> _Passage_:
Search code examples
javacouchbaseobservablebootstrappingcouchbase-java-api

Couchbase Client Java SDK does not use another cluster node when first doesn't respond


So according to this page: http://developer.couchbase.com/documentation/server/current/sdk/java/start-using-sdk.html

// Connects to a cluster on 10.0.0.1 and tries 10.0.0.2
// if the other one does not respond during bootstrap.
Cluster cluster = CouchbaseCluster.create("10.0.0.1", "10.0.0.2");

Seems straight forward, I open up a Maven project in Eclipse. Using latest Java SDK for couchbase client:

<dependency>
    <groupId>com.couchbase.client</groupId>
    <artifactId>java-client</artifactId>
    <version>2.3.4</version>
</dependency>

My code, short and sweet:

import com.couchbase.client.java.Cluster;
import com.couchbase.client.java.CouchbaseCluster;

public class Main {
    public static void main(String[] args){
        Cluster cluster = CouchbaseCluster.create("10.200.0.10", "10.200.0.11", "10.200.0.12");
        System.out.println(cluster.clusterManager("Administrator", "password").info().raw());
    }
}

My Couchbase cluster consists of three nodes on three VMs. Deployed with docker. They work lovely and I have another application using all the great features in the SDK, but I found something thats breaking when I am doing testing:

If I run the above code while node 10.200.0.11 or/and node 10.200.0.12 is down everything is good. I get a nice json in the console including details on all three nodes!

The Problem: If I run this code and node 10.200.0.10 is down then it does not try to bootstrap using the other two nodes, As specified in their example from their documentation. Instead and eception is thrown and the application ends.

Error:

WARNING: [null][ConfigEndpoint]: Could not connect to remote socket.

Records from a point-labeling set

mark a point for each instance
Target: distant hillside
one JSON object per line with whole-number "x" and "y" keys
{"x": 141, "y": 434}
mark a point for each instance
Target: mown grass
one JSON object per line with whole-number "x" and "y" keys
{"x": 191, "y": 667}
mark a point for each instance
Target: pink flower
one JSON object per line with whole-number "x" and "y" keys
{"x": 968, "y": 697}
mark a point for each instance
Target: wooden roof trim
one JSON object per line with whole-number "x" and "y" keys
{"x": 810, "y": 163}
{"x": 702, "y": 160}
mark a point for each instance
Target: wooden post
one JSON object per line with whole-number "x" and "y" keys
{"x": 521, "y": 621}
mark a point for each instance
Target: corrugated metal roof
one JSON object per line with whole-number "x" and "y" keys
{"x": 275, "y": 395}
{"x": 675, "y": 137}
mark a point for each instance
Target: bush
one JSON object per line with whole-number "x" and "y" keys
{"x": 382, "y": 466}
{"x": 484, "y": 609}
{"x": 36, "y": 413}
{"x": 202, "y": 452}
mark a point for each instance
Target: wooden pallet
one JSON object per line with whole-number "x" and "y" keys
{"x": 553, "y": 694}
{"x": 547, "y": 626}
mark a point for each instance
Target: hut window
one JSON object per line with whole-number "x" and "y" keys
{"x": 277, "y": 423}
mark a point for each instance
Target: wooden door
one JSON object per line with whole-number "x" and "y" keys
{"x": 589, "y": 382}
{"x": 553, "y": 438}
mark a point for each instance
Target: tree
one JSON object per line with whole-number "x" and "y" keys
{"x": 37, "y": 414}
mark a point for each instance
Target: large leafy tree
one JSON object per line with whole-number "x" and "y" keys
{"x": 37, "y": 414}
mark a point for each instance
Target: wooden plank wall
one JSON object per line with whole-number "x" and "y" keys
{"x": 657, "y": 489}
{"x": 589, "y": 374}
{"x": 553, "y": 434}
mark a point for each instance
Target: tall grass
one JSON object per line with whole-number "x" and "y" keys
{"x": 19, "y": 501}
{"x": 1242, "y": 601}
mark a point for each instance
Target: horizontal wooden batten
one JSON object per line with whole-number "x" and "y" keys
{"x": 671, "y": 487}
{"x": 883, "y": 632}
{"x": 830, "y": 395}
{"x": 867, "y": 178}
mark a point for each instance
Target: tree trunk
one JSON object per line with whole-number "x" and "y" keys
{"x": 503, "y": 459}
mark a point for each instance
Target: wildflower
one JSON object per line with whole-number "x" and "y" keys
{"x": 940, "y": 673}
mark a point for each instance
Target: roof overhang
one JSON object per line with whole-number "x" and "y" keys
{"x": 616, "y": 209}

> _Required task A_: Copy the stretch of the Couchbase post from "The Problem: If" through "the application ends.".
> _Required task B_: Which version of the java-client dependency does the Couchbase post use?
> _Required task C_: List every IP address that appears in the Couchbase post.

> _Exercise result A_:
The Problem: If I run this code and node 10.200.0.10 is down then it does not try to bootstrap using the other two nodes, As specified in their example from their documentation. Instead and eception is thrown and the application ends.

> _Exercise result B_: 2.3.4

> _Exercise result C_:
10.0.0.1
10.0.0.2
10.200.0.10
10.200.0.11
10.200.0.12